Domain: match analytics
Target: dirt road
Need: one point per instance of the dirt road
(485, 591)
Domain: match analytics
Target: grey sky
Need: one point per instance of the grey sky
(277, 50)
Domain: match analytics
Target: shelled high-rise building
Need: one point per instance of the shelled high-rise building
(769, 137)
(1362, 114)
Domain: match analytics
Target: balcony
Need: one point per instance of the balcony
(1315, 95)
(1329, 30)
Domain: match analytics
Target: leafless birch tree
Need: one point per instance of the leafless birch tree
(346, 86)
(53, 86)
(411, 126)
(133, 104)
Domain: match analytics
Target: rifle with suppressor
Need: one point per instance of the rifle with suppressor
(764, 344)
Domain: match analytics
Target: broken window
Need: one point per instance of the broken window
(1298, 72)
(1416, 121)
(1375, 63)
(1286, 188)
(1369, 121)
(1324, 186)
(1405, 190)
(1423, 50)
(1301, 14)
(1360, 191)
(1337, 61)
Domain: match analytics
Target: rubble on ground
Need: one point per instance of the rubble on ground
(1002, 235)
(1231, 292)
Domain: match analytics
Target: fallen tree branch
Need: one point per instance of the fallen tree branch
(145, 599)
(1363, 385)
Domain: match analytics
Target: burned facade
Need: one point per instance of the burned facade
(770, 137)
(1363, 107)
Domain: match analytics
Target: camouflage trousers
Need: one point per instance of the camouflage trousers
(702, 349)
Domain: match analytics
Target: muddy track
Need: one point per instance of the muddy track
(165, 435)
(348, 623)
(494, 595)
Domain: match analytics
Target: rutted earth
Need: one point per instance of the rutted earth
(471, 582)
★ ★ ★ ★ ★ ★ ★
→ **INSTRUCTION**
Output all of the data above verbatim, line for line, with nothing added, dropped, or reordered.

→ **REPLY**
Domain: match analytics
Target: dirt road
Need: one point per instance of the dirt road
(485, 591)
Domain: match analytics
Target: grey sky
Need: one point per instance of the grey sky
(277, 50)
Domain: match analytics
Target: shelled high-rise building
Need: one point per instance of the shelled high-rise building
(769, 137)
(1362, 114)
Domain: match analytics
Target: balcony
Need: one point per instance of the balcony
(1315, 95)
(1329, 30)
Domain: match analytics
Target: leafless birch tree
Need: one point per instance of the leafless birch tree
(346, 86)
(53, 86)
(411, 126)
(133, 104)
Domain: match analytics
Target: rifle with suppressor
Need: one point per instance of the rifle with suppressor
(764, 344)
Domain: match analytics
Target: broken window
Need: one point per instance of the broken window
(1298, 72)
(1416, 121)
(1375, 63)
(1286, 188)
(1369, 121)
(1324, 186)
(1405, 190)
(1423, 50)
(1301, 14)
(1360, 191)
(1337, 61)
Domain: match analytics
Target: rubble on ground
Need: one point per instance of the rubble on ground
(1002, 235)
(1231, 292)
Domain: match analytics
Target: fallen tree branch
Need: one point per instance of the fallen tree branch
(145, 599)
(1363, 385)
Domain: match analytics
Target: burned facade
Need: one point per instance of the burned facade
(770, 137)
(1363, 107)
Domain: match analytics
Target: camouflage trousers
Need: one point per instance of the camouflage trousers
(702, 349)
Domain: match analytics
Target: muddy track
Need: one point per instance of the muddy track
(165, 435)
(348, 623)
(494, 595)
Domain: match analytics
Target: rutted earth
Need: one point per instance of the rutted earth
(471, 582)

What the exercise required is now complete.